## Dataset:
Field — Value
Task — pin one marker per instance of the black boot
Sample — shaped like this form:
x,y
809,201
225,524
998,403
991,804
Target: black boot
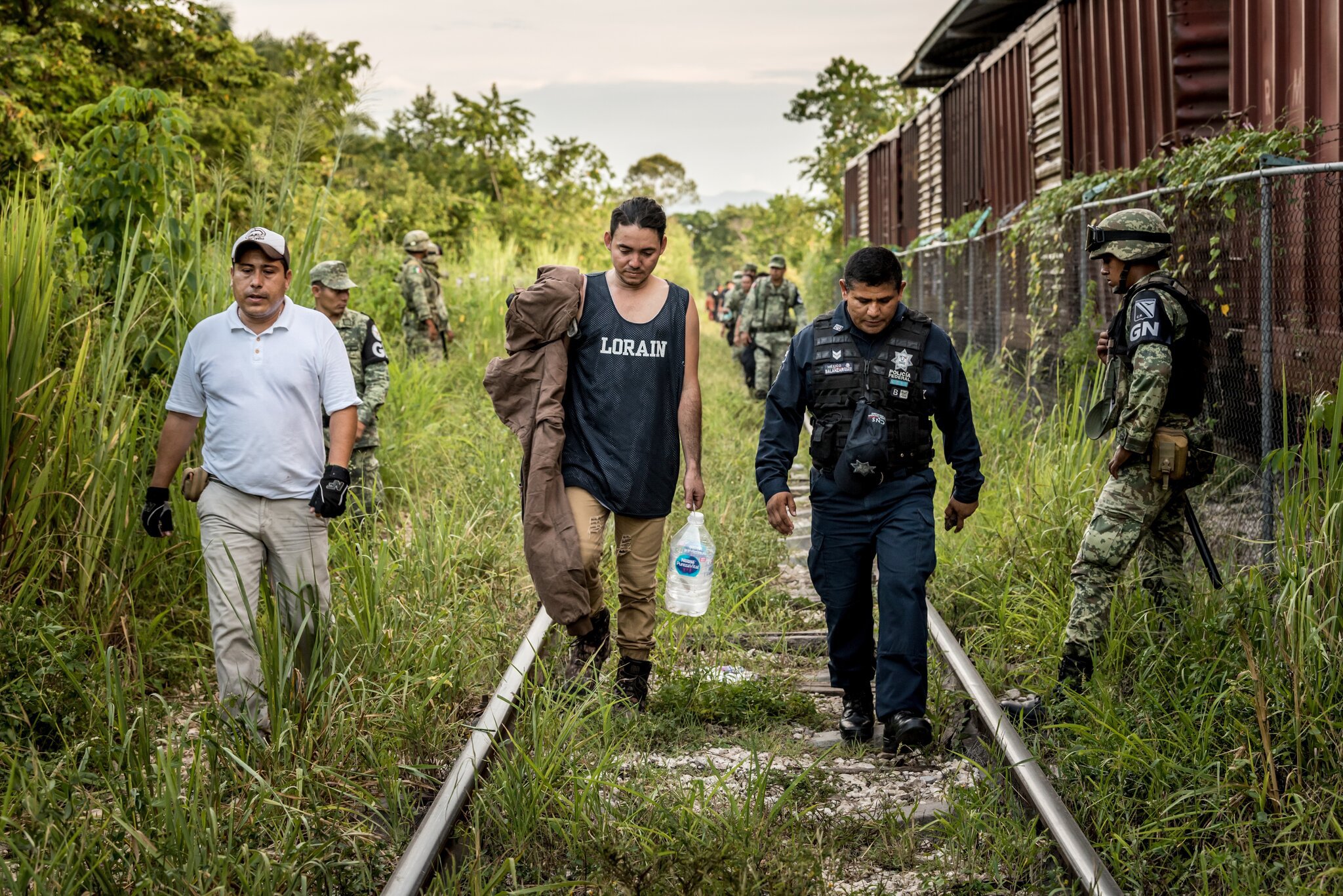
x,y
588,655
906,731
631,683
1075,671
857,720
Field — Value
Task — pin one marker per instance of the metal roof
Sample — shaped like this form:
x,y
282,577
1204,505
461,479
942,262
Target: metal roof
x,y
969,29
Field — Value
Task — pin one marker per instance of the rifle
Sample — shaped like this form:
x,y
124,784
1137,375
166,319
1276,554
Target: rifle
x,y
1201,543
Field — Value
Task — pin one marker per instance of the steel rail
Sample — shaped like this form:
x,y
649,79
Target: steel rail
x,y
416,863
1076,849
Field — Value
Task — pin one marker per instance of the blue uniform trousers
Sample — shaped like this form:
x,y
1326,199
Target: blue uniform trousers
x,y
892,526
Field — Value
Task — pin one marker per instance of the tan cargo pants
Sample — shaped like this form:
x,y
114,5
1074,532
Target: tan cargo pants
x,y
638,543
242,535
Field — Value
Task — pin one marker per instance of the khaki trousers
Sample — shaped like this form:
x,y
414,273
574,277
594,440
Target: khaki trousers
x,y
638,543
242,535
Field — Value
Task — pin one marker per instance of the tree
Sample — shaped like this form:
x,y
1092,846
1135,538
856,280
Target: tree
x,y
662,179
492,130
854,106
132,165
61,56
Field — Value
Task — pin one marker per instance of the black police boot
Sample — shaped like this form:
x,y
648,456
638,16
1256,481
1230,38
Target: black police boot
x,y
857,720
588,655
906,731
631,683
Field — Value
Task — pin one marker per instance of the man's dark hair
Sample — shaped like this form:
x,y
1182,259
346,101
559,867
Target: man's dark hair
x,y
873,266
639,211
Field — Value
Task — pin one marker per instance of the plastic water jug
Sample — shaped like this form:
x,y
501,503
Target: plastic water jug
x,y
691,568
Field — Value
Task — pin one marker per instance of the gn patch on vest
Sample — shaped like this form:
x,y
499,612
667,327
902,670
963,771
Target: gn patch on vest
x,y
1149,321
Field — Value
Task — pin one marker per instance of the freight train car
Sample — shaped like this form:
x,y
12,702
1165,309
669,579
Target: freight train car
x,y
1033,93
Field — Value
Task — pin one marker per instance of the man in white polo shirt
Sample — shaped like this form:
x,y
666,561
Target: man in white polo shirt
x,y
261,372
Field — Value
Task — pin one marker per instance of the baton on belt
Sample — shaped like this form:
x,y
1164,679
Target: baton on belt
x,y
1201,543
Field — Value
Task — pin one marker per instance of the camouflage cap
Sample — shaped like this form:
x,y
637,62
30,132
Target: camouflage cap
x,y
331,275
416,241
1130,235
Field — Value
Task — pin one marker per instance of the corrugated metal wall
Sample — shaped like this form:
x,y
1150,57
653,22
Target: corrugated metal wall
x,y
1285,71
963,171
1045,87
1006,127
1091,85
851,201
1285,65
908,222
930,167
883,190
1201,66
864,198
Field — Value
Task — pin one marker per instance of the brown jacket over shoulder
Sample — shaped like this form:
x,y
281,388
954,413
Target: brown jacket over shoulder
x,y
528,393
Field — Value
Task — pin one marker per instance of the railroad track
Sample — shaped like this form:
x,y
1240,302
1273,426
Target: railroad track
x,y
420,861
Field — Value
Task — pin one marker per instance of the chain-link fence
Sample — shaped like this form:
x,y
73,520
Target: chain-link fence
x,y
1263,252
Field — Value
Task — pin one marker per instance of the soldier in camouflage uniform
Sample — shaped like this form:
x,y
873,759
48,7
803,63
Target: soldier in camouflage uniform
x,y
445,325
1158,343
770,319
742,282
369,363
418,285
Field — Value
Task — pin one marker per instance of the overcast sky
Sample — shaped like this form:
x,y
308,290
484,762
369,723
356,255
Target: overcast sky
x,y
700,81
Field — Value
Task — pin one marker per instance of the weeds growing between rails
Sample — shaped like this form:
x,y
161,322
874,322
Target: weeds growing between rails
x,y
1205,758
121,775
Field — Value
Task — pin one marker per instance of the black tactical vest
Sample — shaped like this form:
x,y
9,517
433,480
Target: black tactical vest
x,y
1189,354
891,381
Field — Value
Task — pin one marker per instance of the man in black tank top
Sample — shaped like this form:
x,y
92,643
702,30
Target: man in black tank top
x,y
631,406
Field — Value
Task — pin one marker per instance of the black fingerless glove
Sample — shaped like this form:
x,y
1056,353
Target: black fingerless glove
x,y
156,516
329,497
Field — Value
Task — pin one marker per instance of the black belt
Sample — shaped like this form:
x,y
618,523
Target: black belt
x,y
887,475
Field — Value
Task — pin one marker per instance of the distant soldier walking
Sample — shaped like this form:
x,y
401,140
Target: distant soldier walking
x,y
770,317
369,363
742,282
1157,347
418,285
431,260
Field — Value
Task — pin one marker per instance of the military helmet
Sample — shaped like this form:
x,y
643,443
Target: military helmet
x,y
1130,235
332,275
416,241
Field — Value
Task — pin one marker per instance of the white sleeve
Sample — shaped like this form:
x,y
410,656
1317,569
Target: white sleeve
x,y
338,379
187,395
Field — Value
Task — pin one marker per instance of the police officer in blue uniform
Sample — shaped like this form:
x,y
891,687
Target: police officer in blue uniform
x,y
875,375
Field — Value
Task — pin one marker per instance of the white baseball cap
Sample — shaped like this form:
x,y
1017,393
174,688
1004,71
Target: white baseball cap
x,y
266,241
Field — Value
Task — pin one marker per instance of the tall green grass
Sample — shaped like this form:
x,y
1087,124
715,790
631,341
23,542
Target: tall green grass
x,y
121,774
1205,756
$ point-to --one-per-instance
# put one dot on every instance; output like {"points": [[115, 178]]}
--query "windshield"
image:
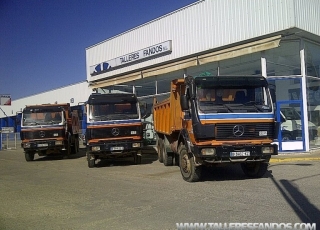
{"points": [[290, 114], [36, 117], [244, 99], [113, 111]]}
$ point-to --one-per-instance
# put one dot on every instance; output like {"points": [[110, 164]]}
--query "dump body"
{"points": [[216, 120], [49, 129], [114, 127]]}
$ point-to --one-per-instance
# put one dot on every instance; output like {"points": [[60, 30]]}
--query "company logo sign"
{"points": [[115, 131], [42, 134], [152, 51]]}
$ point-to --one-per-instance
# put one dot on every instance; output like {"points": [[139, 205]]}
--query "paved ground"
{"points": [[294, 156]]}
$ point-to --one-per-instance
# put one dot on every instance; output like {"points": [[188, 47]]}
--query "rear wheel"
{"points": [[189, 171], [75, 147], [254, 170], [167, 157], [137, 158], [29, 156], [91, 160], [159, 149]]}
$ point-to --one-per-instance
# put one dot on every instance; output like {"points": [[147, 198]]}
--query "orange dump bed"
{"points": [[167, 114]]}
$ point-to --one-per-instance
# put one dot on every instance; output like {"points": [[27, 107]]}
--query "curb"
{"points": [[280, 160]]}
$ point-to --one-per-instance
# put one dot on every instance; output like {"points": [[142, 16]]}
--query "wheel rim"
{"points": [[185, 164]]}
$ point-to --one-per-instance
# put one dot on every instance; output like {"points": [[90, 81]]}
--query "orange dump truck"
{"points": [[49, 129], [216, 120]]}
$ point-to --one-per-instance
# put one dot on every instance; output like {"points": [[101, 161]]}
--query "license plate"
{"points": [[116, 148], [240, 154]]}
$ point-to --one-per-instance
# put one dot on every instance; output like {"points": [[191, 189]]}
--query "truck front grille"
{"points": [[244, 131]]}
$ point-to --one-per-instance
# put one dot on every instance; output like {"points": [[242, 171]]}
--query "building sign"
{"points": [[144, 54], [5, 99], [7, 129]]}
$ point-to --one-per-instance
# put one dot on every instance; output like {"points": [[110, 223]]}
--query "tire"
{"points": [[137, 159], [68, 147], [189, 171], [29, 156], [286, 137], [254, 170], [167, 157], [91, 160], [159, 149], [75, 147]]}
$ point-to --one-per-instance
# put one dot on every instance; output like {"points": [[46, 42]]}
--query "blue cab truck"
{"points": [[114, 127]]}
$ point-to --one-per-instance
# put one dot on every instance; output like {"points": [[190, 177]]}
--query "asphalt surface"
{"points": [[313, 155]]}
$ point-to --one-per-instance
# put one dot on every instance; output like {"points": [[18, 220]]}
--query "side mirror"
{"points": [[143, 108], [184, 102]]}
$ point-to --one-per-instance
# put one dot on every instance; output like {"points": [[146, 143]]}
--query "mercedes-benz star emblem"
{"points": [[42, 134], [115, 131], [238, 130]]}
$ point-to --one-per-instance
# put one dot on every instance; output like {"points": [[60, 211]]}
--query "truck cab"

## What the task asks:
Only the lines above starting at the one containing "Target: gn patch on vest" and ending at the one containing "Task — pin one marker per instance of the baton", both included, are to be returned, exactly as they read.

## Answer box:
Target: gn patch on vest
x,y
1149,321
Field — Value
Task — pin one marker per instance of the freight train car
Sample — shaped like this form:
x,y
12,702
1165,309
669,579
Target: freight train car
x,y
1033,93
Field — Value
Task — pin one marker per instance of the man in white polo shirt
Sample — shaped like this form:
x,y
666,561
Target: man in white polo shirt
x,y
261,372
Field — Value
Task — pin one marker per instance of the baton on belt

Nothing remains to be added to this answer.